• Your instructions:
Using the interview transcript below, explain in one to three sentences why the speaker discussing hiring does not treat expertise in context engineering as a hard requirement.

It's not a single vendor initiative. Red Hat feels as much ownership of this as we do. Um, you know, when the, when the time is right and we find the right foundation, you know, we'll look to bring the, the core runtime into a foundation. And by doing that we get a lot of value. It's not just about, Hey, you know, there's extra engineers.

Like those radar people are really smart. They understand enterprise, they understand what the challenges are. They, they're working in the space. They bring their own, um, perspectives and they, that they make it better because. Of who they are. Um, and as we've, we've kind of been looking at the use of Tool Hive.

There's, there's a lot of other organizations out there that are starting to embrace it. You know, like we, we, we find, you know, kind of every other day we have a conversation where [00:36:00] there's some new exciting West Coast Tech company that's, that's adopted Tool Hive and is using it and they want something in the community or they, they want whatever.

And so if you're building a platform, having a, you know, built an open source core just creates. A far more rapid path to engagement and adoption. Um, and I don't feel like Stacklok has to own this. It's, it's not our intent to like own the platform story. Mm-hmm. Like we want to create value around it. We want it to become ubiquitous.

We want everyone to embrace it. And by starting with kind of community-centric open source core, we have a, you know, we have a better opportunity to create something that will have a Kubernetes like durability. Then just another flash in the pan. Um, you know Right. AI startup.

Mehmet: Right. Greg, like you mentioned about your, your, your team.

So compared to how you built engineering teams before and you know how you built engineering teams today, so in this age of ai, like what skills are [00:37:00] becoming like less important and which ones like are like non-negotiable when building your team today?

Craig: You know, it's interesting, um, and it's, you know, like when you start looking at the space, there's, there's definitely this process of becoming AI capable, AI aware, you know, kind of ai, uh, sort of maximalist if you will.

Like, um, there's a, there's a, there's a change in mindset. There's this growing awareness of, of how to deploy these tools. Like there's an inordinate amount of emphasis on context engineering versus, um. Systems engineering, you know, like this, this, this, this, this nominal idea that knowing like, you know, understanding what these models understand, not just what they know and, and how to kind of start to, you know, contextualize it is, is important.

But I think that's something that can be learned, right? Like it's, it's, it's not something that, it's like you have it or you don't have it. Like, um, you know, being an expert in context engineering is something that you can grow over time. Uh, and I think it's a lot easier to teach a great [00:38:00] engineer that has really strong.

Engineering foundations fundamentals, uh, that has excellent attention to detail that has, you know, kind of, uh, deep sophistication that's able to reason about relatively complex systems and how they interact, um, that has experience with, with those types of, of systems to, to become, um, you know, to become an, an expert in context engineering.

But the, the one thing that, that I think is like, you have to be AI curious, right? Like this, the, the, I think the thing that, that. Is that sort of like the, the, like this, these kind of two hard lines for me. Like one hard line is you have to be a great engineer, by the way. I think about a great engineer. So being able to actually see the systems, understand the patterns, uh, reason about the deconstruction of the problem.

Smaller pieces execute against that with attention to detail like that, that you, you could, you continue to have to have. But this new thing is you have to be our curious, um, like, I don't know how to better describe it. If you're an engineer that just delights in writing code by hand and you just wanna sit in a room and produce [00:39:00] beautiful code by hand, um, you're not gonna have a job in, in, in five years.

• Stored records:
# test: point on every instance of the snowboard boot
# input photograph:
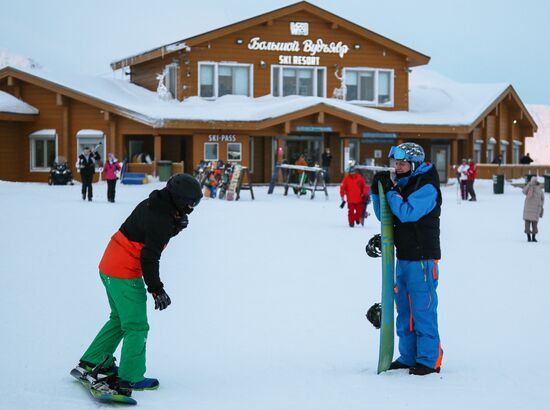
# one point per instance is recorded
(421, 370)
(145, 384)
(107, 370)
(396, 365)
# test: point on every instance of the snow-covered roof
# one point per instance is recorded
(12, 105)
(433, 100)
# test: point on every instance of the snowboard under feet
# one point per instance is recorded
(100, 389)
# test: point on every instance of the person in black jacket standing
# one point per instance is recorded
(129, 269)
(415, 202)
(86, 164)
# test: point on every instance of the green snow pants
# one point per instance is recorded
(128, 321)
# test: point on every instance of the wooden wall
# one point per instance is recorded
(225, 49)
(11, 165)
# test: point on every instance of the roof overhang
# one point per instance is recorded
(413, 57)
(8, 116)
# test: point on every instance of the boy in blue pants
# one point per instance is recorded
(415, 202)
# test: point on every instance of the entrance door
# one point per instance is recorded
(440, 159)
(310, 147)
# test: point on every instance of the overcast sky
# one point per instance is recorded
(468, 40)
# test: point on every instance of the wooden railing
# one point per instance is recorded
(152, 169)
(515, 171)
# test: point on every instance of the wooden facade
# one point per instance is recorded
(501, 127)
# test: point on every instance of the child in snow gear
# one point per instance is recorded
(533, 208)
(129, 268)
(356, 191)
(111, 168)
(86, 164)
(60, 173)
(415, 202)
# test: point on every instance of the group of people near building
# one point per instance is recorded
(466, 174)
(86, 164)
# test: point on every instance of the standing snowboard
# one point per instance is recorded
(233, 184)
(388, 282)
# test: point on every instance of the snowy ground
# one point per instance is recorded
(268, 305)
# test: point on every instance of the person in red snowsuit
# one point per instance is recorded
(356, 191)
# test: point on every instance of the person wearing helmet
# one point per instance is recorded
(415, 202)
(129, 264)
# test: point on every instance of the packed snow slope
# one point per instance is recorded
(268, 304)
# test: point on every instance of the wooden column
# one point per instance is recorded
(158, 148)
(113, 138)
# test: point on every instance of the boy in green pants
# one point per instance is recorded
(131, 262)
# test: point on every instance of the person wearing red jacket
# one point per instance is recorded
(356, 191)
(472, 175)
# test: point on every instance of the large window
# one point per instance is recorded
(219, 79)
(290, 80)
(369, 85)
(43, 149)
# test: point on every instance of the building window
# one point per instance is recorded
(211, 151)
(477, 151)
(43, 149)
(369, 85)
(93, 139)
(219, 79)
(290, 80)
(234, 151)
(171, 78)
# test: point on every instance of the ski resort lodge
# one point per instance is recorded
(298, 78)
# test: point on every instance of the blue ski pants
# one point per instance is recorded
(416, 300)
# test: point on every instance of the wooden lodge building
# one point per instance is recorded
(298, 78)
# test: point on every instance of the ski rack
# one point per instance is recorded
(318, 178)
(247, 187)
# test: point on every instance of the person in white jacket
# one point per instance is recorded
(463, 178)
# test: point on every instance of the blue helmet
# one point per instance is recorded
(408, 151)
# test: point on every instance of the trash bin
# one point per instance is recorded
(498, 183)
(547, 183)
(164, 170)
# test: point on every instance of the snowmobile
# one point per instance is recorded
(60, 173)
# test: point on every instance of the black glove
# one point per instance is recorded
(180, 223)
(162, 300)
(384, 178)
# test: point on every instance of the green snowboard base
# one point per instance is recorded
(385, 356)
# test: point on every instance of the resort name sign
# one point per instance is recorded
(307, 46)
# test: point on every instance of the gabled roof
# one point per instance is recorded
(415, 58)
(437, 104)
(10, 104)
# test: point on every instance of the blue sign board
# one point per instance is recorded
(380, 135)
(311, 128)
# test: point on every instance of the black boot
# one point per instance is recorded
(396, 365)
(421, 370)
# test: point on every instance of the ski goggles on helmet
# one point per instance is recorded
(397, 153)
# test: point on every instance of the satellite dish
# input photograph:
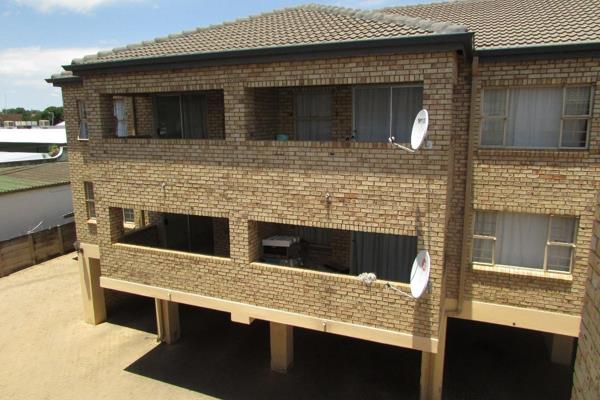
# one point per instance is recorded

• Exercise response:
The speaker sees context engineering as a skill that can be learned and grown over time, not something a person either has or lacks. It is easier to teach it to a great engineer with strong fundamentals, attention to detail, and the ability to reason about complex systems.